[start]

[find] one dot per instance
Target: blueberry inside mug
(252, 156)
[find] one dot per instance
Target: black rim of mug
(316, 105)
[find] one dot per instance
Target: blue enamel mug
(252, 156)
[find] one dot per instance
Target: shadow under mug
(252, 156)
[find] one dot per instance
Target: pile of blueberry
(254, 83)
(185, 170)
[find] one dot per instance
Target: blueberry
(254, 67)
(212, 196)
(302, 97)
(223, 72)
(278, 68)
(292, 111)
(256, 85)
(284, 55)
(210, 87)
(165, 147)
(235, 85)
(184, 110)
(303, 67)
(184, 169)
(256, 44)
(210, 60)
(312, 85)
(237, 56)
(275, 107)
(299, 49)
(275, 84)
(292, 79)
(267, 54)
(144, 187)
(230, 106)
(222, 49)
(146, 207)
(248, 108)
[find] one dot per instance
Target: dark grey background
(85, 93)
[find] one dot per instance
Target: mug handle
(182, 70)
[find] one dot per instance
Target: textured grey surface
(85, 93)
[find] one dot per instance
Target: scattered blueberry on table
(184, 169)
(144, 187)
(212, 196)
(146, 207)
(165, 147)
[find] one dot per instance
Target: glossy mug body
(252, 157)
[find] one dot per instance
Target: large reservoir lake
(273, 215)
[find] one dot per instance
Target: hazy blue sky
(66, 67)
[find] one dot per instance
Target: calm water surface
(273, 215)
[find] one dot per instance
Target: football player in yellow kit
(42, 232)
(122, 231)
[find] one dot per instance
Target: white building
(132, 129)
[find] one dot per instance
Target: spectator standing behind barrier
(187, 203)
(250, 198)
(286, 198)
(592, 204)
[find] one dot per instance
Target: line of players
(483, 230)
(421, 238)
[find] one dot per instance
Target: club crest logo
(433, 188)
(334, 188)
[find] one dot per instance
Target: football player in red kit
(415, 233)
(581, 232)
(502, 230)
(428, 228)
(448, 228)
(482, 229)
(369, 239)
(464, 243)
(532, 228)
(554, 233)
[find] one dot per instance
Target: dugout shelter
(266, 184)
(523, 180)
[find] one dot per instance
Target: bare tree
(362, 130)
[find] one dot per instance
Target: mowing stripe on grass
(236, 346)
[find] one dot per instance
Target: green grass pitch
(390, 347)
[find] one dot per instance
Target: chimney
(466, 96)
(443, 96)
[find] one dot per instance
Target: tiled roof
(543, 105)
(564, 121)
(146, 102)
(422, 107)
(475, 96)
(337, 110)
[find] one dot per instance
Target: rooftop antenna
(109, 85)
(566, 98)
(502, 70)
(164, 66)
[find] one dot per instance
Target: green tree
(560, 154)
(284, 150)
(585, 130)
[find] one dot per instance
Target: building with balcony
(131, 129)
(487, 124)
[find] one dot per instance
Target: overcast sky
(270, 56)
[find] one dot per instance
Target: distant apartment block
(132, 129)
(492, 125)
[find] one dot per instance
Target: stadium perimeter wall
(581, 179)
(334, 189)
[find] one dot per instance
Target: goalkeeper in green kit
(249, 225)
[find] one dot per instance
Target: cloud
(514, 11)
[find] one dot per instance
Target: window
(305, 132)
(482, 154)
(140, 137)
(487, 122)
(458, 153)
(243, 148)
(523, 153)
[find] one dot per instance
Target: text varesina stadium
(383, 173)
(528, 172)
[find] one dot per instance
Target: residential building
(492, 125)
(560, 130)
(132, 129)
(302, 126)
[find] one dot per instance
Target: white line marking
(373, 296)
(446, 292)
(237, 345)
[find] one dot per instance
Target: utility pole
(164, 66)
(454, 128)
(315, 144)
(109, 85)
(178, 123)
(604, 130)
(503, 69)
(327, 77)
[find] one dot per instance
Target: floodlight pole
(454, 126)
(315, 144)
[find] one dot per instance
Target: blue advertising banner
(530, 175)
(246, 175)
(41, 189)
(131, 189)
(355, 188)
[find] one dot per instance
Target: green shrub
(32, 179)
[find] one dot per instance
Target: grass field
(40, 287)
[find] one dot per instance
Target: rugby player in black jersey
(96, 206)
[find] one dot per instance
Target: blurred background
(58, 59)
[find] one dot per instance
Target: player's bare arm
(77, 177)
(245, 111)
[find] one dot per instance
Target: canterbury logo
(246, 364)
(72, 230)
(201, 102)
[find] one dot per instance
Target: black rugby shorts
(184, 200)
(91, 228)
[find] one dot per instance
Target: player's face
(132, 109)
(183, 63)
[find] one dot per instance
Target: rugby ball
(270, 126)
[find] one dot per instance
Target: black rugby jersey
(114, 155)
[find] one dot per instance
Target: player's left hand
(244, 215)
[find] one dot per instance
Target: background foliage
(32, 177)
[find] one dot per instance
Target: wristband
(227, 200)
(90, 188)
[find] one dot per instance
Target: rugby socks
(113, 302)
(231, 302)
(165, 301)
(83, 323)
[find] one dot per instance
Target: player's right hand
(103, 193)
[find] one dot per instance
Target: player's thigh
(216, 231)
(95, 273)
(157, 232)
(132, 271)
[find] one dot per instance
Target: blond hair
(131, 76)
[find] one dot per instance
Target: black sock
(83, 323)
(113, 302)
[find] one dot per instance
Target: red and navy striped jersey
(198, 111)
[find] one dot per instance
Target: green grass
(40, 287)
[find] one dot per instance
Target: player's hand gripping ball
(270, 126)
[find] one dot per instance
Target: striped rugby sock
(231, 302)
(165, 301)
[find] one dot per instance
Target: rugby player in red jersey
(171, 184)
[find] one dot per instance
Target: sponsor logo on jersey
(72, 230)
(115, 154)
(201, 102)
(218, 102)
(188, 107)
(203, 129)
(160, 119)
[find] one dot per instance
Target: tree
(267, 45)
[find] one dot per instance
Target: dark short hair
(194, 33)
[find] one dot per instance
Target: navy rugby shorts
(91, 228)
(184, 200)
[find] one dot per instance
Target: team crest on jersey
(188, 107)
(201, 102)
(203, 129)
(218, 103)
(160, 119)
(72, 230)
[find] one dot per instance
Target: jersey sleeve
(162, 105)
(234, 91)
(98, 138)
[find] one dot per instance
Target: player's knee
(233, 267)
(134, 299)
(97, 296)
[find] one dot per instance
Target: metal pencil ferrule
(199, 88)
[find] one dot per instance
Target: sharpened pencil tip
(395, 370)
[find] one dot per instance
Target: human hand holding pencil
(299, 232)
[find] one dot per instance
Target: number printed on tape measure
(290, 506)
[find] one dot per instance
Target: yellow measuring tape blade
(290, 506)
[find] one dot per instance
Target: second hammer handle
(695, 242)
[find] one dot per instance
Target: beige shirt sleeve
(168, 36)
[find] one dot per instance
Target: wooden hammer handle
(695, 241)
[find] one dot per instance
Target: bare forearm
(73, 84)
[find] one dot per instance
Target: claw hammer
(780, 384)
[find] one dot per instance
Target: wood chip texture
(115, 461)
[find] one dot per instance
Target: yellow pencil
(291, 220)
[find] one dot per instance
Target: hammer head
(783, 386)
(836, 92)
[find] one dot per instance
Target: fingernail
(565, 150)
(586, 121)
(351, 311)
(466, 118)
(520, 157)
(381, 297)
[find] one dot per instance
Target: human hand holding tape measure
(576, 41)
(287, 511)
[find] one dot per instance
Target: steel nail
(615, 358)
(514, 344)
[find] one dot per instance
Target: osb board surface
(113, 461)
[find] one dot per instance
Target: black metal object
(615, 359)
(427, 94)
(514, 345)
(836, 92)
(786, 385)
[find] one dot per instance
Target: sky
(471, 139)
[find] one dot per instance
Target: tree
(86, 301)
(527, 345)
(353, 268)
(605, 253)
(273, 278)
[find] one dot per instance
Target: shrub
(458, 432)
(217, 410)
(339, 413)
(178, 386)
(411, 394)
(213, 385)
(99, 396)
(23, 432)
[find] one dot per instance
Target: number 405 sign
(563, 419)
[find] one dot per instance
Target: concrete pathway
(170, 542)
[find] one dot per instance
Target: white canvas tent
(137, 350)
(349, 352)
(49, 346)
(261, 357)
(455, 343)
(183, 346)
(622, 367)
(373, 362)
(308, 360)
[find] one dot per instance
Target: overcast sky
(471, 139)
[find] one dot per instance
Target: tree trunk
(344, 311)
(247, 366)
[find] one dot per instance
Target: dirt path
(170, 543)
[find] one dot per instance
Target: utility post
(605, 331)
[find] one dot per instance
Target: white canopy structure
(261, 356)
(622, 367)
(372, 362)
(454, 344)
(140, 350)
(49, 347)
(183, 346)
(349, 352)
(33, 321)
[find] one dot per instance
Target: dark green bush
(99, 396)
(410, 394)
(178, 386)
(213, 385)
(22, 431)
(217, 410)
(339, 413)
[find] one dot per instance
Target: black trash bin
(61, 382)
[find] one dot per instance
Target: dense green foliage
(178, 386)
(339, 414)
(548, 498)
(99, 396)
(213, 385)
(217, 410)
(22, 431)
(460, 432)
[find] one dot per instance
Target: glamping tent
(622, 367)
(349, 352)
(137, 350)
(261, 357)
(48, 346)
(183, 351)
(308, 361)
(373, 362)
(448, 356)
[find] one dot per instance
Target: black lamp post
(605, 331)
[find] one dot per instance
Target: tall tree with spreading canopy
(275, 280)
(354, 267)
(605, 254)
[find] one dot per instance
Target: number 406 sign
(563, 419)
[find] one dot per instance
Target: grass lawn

[end]

To do –
Report each line of the listing above that contains the word "with".

Task solution –
Target: building with balcony
Target: tall tree with spreading canopy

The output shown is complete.